MATERIAL SHOWN Block Start
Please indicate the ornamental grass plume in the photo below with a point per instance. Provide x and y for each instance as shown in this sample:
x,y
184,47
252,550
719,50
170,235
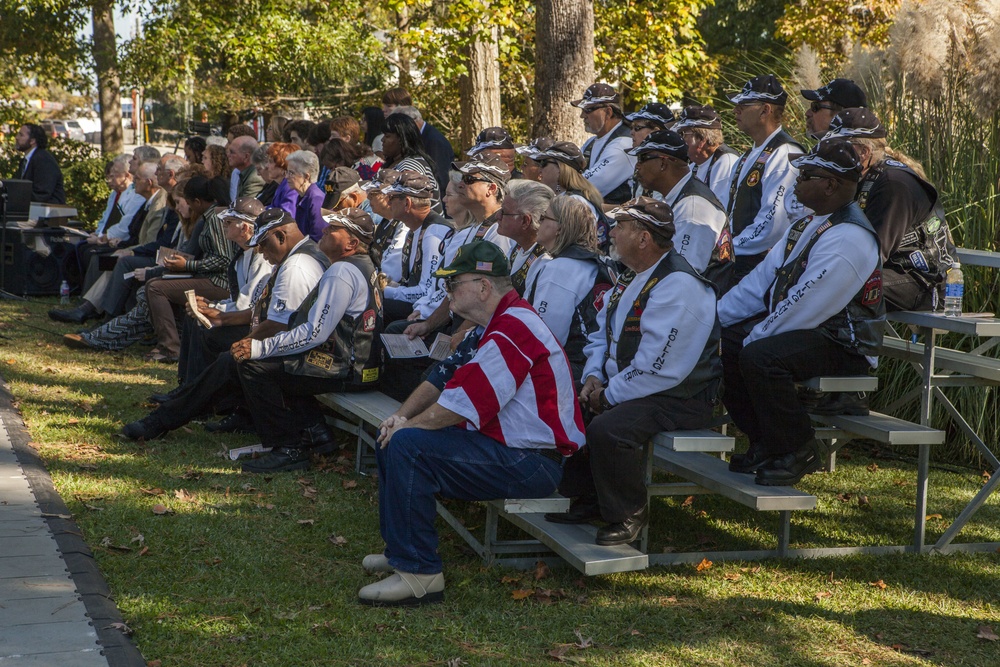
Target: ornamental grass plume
x,y
928,46
984,57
MATERIAL SHOWN Block End
◆ **WORK TASK**
Reprint every record exactly and skip the pictures.

◆ **EXERCISE RESPONSE**
Please indicate the ornamental grass plume in the photo below with a point per instance. Provide x and y for each instance as shown in this sample:
x,y
184,47
252,550
719,50
170,235
Target: ornamental grass plume
x,y
928,46
984,57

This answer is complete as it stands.